## Your instructions:
In the data that follows, find the line containing "of the range"; then quote that line and every line after it, exactly, through the last one.

Spatial localization data:
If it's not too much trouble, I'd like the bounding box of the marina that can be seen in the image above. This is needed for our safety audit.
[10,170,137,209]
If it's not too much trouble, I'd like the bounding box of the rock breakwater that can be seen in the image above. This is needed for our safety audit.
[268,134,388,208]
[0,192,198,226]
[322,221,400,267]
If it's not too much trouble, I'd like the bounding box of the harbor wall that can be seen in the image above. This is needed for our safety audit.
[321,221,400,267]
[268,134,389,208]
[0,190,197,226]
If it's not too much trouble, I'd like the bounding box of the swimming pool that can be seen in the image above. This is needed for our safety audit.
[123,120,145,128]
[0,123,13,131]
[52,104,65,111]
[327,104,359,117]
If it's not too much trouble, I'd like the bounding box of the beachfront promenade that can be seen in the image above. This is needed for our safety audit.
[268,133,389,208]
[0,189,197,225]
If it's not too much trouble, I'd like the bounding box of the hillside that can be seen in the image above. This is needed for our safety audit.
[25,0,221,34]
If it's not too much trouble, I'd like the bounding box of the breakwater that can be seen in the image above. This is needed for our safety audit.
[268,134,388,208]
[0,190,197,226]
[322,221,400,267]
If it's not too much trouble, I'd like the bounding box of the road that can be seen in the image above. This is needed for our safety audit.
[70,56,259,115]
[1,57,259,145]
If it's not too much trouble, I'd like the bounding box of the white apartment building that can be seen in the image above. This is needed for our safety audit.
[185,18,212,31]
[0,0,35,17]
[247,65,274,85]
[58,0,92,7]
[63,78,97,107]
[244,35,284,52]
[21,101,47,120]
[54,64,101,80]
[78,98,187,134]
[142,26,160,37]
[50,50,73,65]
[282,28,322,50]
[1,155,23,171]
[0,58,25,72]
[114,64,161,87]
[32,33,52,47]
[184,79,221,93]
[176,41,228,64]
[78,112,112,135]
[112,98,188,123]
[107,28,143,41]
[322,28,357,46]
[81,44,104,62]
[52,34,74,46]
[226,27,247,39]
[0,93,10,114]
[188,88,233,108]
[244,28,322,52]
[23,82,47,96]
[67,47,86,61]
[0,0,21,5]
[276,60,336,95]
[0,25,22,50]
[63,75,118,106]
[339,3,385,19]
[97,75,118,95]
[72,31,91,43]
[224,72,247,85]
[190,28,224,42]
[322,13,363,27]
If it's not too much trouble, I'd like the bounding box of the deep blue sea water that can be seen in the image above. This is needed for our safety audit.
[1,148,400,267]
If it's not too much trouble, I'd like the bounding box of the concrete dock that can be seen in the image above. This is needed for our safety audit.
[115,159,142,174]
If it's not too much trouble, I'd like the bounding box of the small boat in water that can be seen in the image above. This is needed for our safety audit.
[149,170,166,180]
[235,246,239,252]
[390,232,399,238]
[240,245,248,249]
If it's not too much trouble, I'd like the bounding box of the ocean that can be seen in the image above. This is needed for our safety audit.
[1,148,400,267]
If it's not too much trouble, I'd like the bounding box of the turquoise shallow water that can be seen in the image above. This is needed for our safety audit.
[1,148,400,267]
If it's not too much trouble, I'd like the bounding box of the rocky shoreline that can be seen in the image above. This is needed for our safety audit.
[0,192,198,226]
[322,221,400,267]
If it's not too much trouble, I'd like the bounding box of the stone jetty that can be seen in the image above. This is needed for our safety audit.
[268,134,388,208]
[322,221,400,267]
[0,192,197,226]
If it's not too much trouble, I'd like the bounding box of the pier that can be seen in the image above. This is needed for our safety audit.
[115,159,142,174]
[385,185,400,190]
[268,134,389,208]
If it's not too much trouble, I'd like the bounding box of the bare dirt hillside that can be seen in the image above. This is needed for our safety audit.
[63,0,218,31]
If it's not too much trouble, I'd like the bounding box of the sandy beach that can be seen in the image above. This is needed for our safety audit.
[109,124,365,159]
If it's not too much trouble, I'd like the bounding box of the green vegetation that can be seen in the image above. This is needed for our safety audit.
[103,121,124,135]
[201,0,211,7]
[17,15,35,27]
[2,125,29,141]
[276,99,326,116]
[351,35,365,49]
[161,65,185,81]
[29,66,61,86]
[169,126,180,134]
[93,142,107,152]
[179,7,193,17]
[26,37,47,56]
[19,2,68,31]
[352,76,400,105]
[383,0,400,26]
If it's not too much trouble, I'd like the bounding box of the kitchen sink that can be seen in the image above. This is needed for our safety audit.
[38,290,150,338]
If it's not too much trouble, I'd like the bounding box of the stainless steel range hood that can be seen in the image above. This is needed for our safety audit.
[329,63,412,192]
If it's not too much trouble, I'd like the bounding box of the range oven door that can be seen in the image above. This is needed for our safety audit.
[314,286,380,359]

## Reply to the exercise:
If it's not too much trouble, I'd like the bounding box of the range oven door that can be seen in the image above. This is needed for our safety audit.
[314,286,380,359]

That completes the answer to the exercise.